*** TEXT BLOCK

There’s an expression that says the eyes are the window to the soul. That means that when we look into someone’s eyes, we can tell what they are feeling or thinking. However, did you know that when we look at fingernails, they can frequently provide insight into our health? Though nails can become weak or discolored from chemical exposure or hard manual labor, such as frequent dishwashing, problems with nails can also be related to illness. Not only can nails signal nutritional deficiencies, such as lack of Vitamin B, but doctors indicate that problems with the liver, lungs, and heart can also show up in nails.
Per WebMD, a reliable leading source of health and medical information, explains the importance significance of nail discoloration. “A touch of white here, a rosy tinge there, or some rippling or bumps may be a sign of disease in the body.” For example, pale nails, known as leukonychia, can indicate trauma, anemia, dietary deficiencies, heart or kidney disease, or even poisoning. And nails that are mostly white with darker rims may potentially be related to hepatitis, which may also be accompanied with jaundice, or yellowing of the skin due to high bilirubin levels. Yellow nails can mean a fungal infection or more serious conditions such as thyroid disease, rheumatoid arthritis, diabetes, and lung disease. Or it can be the result of smoking or wearing nail polish without base. Blue nails are associated with lack of oxygen in the bloodstream. Rippled nails may indicate inflammatory arthritis or other conditions. Cracked and split nails may be linked to thyroid disease. And, dark discoloration can be from infection, injury, or even skin cancer.

******

WORK ITEM: From the fingernail health text above, list every possible cause it gives for yellow nails.

*** DATA BELOW

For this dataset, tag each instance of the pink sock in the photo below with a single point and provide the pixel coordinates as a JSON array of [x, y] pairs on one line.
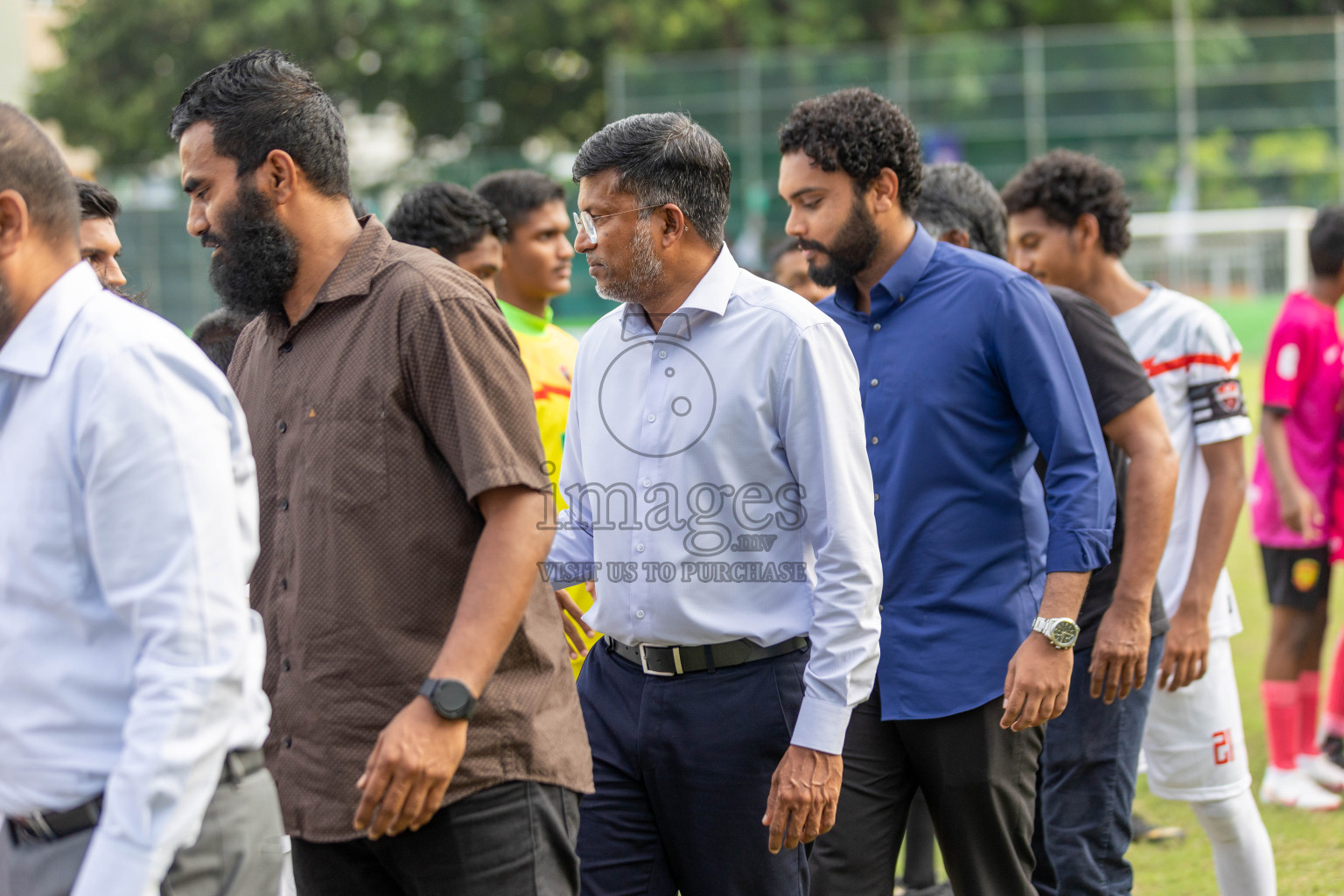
[[1308, 708], [1281, 731], [1335, 696]]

******

SOLVED EXERCISE:
- fungal infection
- thyroid disease
- rheumatoid arthritis
- diabetes
- lung disease
- smoking
- wearing nail polish without base